EXCERPTED PASSAGE:
For its exhibition The Nature of Arp, the Nasher Sculpture Center gathered over 80 works by Jean Arp, co-founder of the Dada movement in Zurich in 1916, which deeply questioned artistic conventions at the beginning of the 20th century. Chance and uncertainty are at the core of Jean Arp’s aesthetics. He explores their creative possibilities to negate everything that pertains to tradition and institution and to achieve a creative act closer to that of Nature.

The Nature of Arp presents a selection of his biomorphic sculptures, his dada reliefs – shapes cut out in polychrome wood and assembled to create relief – or his abstract collages, which composition he entrusted to chance. The exhibition also explores the notion of fragmentation, evident in the artist’s work, and offers an exhaustive outlook on his life’s work.

 

Phyllida Barlow, tilt
Hauser & Wirth, 22nd Street, New York (United States)

SOURCE MATERIAL:
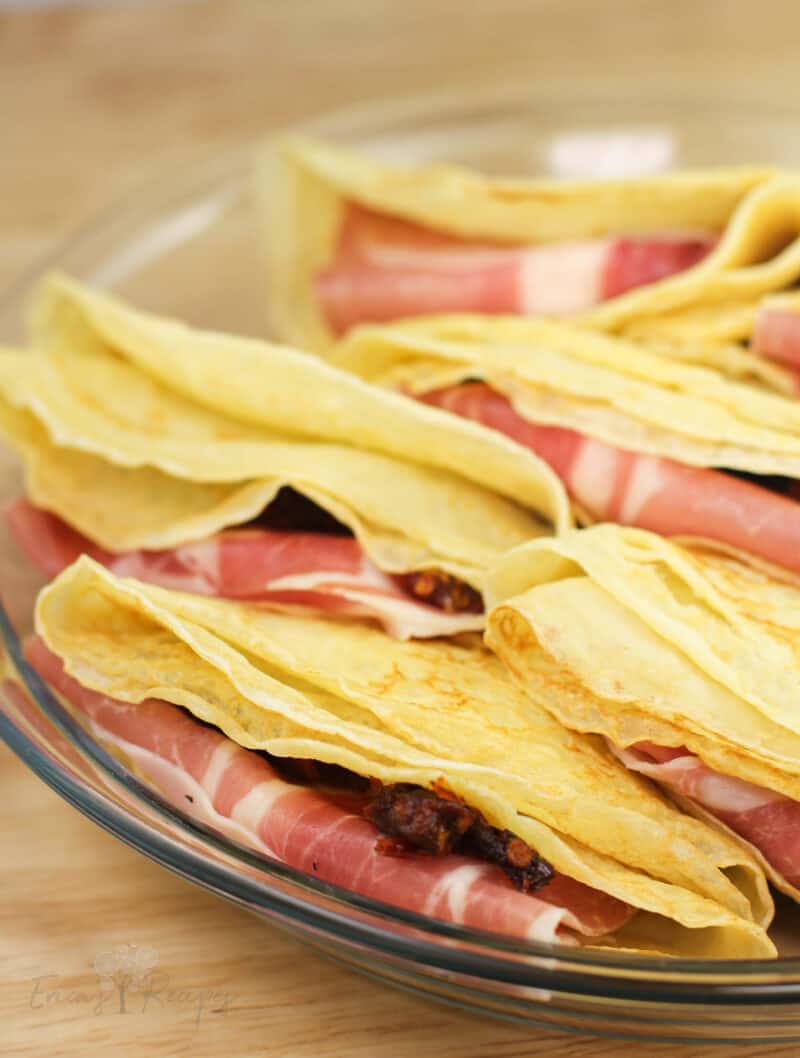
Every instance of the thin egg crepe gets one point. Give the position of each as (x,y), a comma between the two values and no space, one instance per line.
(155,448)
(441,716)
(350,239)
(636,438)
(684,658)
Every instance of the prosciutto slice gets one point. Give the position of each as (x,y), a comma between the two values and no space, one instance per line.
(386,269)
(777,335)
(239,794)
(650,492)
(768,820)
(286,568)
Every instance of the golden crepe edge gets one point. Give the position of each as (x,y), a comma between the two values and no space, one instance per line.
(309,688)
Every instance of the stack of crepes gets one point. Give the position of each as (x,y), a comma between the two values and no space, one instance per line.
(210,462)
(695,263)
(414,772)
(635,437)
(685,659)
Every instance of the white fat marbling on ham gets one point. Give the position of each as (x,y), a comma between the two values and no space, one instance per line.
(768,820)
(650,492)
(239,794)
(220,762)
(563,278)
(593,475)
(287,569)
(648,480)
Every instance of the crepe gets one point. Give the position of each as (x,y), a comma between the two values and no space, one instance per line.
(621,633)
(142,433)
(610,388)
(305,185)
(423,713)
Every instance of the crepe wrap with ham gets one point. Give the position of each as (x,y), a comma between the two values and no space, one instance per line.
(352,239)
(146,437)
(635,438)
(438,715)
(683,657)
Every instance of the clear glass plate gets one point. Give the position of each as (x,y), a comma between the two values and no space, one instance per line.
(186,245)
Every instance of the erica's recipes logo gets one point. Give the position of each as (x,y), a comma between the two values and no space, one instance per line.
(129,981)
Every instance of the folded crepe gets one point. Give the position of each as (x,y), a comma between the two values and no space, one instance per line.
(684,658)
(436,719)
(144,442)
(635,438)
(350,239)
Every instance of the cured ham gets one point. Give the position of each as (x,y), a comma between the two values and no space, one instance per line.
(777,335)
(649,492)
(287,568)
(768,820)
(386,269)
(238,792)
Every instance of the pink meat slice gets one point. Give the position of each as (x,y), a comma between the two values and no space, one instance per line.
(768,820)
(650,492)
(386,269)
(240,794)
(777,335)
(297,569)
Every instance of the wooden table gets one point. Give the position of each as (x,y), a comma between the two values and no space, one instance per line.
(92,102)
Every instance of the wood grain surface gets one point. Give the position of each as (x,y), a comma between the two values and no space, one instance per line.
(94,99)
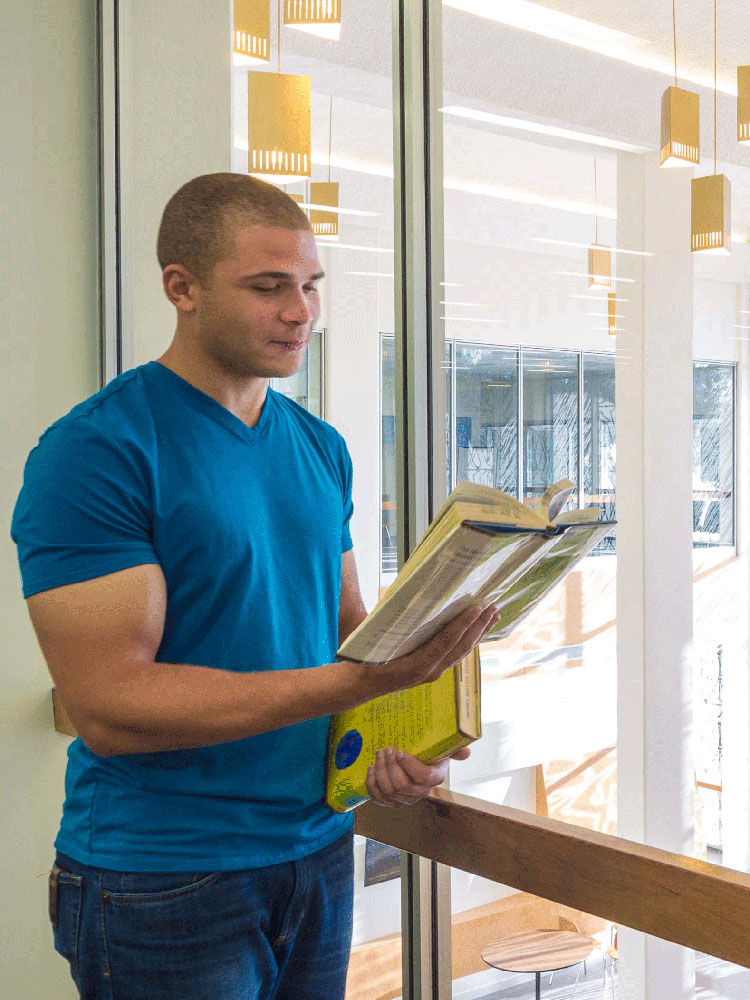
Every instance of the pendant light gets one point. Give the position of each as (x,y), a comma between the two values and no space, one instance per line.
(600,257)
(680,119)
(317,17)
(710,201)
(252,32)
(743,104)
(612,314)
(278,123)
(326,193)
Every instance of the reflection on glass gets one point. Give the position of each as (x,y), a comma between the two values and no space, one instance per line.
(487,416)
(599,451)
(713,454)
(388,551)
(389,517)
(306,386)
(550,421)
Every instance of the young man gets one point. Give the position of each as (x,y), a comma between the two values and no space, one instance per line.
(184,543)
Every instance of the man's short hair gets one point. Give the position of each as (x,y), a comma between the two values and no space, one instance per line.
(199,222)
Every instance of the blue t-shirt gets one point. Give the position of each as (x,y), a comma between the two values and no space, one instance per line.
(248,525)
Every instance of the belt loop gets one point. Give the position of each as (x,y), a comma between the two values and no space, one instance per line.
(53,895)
==
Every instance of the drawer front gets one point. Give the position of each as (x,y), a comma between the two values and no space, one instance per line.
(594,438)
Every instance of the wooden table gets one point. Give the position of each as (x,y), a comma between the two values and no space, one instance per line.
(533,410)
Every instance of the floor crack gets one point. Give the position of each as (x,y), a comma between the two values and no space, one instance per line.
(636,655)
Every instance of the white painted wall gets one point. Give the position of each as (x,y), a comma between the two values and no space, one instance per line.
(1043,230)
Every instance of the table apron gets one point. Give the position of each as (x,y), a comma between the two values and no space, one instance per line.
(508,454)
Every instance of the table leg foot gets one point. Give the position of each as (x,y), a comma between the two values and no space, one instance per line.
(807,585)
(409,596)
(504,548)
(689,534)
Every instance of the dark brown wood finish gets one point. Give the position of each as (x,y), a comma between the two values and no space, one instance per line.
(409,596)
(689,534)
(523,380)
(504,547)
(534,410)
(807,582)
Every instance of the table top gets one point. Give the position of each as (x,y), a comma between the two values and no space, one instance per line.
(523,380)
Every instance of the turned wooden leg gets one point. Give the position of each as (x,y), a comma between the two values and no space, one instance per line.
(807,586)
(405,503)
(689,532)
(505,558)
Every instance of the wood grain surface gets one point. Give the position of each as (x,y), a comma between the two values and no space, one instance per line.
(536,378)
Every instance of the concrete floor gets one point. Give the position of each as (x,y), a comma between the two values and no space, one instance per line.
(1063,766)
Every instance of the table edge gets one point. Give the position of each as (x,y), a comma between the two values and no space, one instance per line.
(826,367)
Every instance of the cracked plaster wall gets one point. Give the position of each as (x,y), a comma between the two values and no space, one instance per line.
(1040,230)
---
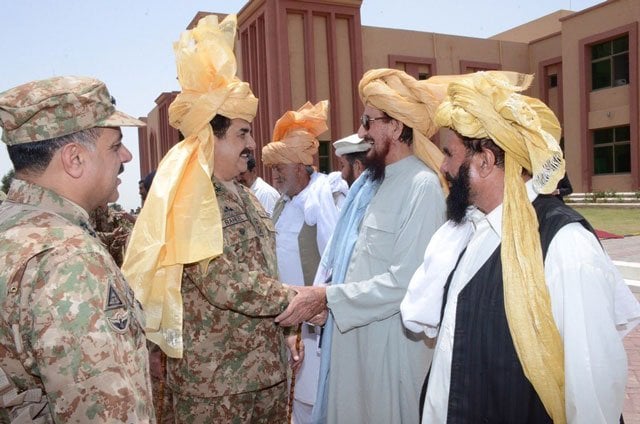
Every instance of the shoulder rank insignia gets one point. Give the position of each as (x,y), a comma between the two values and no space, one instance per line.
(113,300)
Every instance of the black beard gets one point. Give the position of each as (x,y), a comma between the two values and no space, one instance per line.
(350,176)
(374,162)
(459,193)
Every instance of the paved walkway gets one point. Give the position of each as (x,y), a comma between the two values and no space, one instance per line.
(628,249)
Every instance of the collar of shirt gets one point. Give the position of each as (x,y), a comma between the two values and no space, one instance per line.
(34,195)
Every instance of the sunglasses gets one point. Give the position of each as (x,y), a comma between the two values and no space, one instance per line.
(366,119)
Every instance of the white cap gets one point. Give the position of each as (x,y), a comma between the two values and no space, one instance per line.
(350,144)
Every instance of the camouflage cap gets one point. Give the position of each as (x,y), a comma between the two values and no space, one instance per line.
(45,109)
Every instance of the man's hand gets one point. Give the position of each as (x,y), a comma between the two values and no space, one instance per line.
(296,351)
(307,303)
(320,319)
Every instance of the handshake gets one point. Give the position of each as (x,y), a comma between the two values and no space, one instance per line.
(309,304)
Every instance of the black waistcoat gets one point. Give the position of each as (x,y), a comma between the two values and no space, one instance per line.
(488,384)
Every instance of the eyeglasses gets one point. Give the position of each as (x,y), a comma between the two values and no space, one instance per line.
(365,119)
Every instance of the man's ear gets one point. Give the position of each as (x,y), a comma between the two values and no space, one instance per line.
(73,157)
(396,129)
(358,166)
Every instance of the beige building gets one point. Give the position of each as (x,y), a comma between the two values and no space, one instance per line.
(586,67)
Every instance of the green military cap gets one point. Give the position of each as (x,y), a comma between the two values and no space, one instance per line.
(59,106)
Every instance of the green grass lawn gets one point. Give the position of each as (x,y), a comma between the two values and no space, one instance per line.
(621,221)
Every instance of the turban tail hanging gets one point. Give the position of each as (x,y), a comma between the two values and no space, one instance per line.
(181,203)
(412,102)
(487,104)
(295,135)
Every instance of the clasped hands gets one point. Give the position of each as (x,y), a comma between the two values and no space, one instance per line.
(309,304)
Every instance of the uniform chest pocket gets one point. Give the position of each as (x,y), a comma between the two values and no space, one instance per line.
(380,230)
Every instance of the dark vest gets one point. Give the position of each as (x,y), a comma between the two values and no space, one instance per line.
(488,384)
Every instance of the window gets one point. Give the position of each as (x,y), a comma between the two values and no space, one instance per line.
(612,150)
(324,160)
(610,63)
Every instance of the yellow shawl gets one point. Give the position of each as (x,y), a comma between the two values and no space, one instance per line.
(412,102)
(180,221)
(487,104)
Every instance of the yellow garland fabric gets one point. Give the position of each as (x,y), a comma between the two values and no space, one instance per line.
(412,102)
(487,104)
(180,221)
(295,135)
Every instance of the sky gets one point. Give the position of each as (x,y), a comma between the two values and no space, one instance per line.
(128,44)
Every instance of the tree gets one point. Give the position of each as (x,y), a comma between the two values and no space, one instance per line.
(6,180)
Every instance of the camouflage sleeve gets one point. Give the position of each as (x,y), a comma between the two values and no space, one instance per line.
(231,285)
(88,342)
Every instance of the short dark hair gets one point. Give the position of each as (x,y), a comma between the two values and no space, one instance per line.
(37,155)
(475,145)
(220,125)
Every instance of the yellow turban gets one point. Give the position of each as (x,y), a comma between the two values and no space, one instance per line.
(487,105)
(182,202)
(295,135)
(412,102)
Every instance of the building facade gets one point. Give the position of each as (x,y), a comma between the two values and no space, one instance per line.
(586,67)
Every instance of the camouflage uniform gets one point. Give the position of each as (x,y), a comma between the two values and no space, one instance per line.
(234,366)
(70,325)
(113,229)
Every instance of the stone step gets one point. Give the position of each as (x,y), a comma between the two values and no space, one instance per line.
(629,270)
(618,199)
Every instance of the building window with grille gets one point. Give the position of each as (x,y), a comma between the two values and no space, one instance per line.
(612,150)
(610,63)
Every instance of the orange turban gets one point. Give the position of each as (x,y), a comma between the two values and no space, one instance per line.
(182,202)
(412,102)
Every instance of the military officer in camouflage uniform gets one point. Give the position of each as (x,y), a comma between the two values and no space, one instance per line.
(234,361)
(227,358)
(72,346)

WHAT NEEDS TO BE DONE: Transcribe the passage on the Arp exhibition, starting at the words "For its exhibition" and stopping after "that of Nature.".

EXERCISE ANSWER:
For its exhibition The Nature of Arp, the Nasher Sculpture Center gathered over 80 works by Jean Arp, co-founder of the Dada movement in Zurich in 1916, which deeply questioned artistic conventions at the beginning of the 20th century. Chance and uncertainty are at the core of Jean Arp’s aesthetics. He explores their creative possibilities to negate everything that pertains to tradition and institution and to achieve a creative act closer to that of Nature.